He was born William Harrison Cole on November 20, 1919 to William Harrison Cole and Margaret O'Donovan-Rossa of Staten Island, New York. He was the brother of Rossa Cole. His grandfather was the Irish Fenian leader Jeremiah O'Donovan Rossa.
William "Bill" worked in a deli and a bookstore in the 1930s. In Rye he lived at 22 Locust Ave.
Bill enlisted and served in the U.S. Army during World War II. He served in the 28th Infantry Division in Europe during World War II. He rose to sergeant and was awarded the Purple Heart.
During the Battle of the Bulge, Bill was injured by shrapnel from a strafing German plane in the Northwestern French town of Saint-Lô. For the rest of his life he would say that he was injured in “Saint-Lô in the back.” Read his autobiographical essay on his WWII experience "Goofing Off".
After military service, he took various jobs in the publishing industry, serving as publicity director at Alfred A. Knopf from 1946 to 1958, publicity director and editor at Simon & Schuster from 1958 to 1961, and, with Viking Press, co-publisher of William Cole Books.
He was also a prolific writer and anthologist, editing and writing over 75 books. Many of his books were honored by the American Library Association, including I Went to the Animal Fair: A Book of Animal Poems (named a notable book of 1958, and on the List of Notable Children's Books of 1940–1959), Beastly Boys and Ghastly Girls: Poems (named a notable book of 1964), and The Birds and Beasts Were There: Animal Poems (honored in 1965).

__DATASET SECTION__
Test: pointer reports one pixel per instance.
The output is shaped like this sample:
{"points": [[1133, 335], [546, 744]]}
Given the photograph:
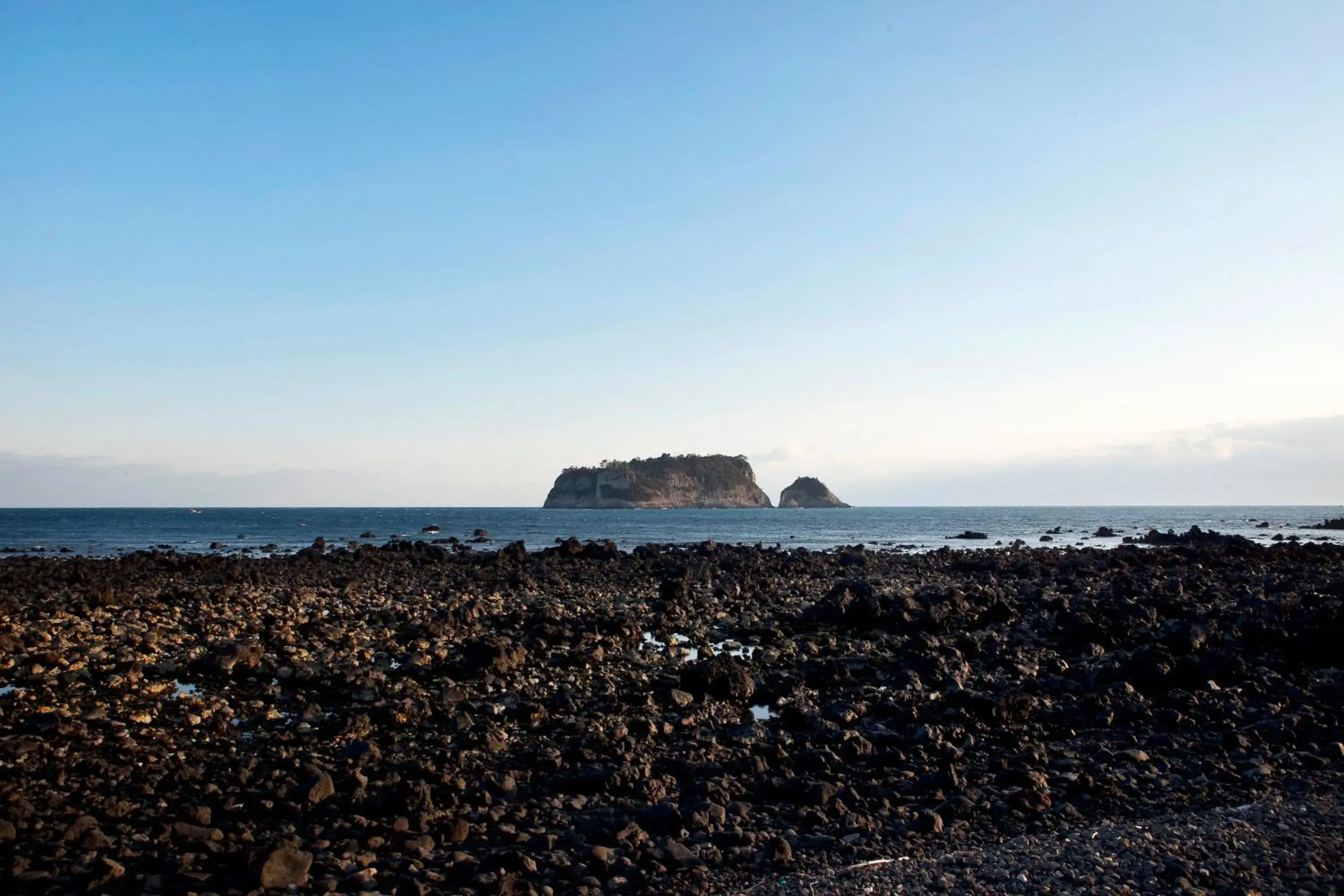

__SET OF TASKS__
**A.** In the William Cole biography, what rank did he reach in the U.S. Army?
**B.** Name every publishing house the William Cole biography says he worked with after his military service.
**C.** Please write the next part of the William Cole biography, picking up after its final sentence.

__ANSWERS PROVIDED__
**A.** Sergeant.

**B.** Alfred A. Knopf, Simon & Schuster, Viking Press

**C.**
Bill's whimsical poetry often appeared in Light Quarterly and was widely anthologized, as in The Oxford Book of American Light Verse and various collections by Willard R. Espy.
Reviewing eleven collections of poetry for children, Selden Rodman (aided by his own three children) found Bill's Oh, How Silly! and Jack Prelutsky's Toucans Two the only two among them that were "literate and consistently readable". The former was a "really masterful collaboration" by Bill and its illustrator, Tomi Ungerer.
Bill wrote the regular column "Trade Winds" in Saturday Review from 1974 to 1979; a book review column for Endless Vacation, from around 1990 to 2000; and contributed to Atlantic Monthly, Harper's, The New York Times Book Review, and The New Yorker.
William Rossa Cole died in his Manhattan home, aged 80, on August 2, 2000. He was memorialized in a poem by Seamus Heaney, winner of the Nobel Prize in Literature.
Bill was married twice: to Peggy Bennett in 1947 and to Galen Williams in 1967. Both marriages ended in divorce. He was survived by two daughters and two sons.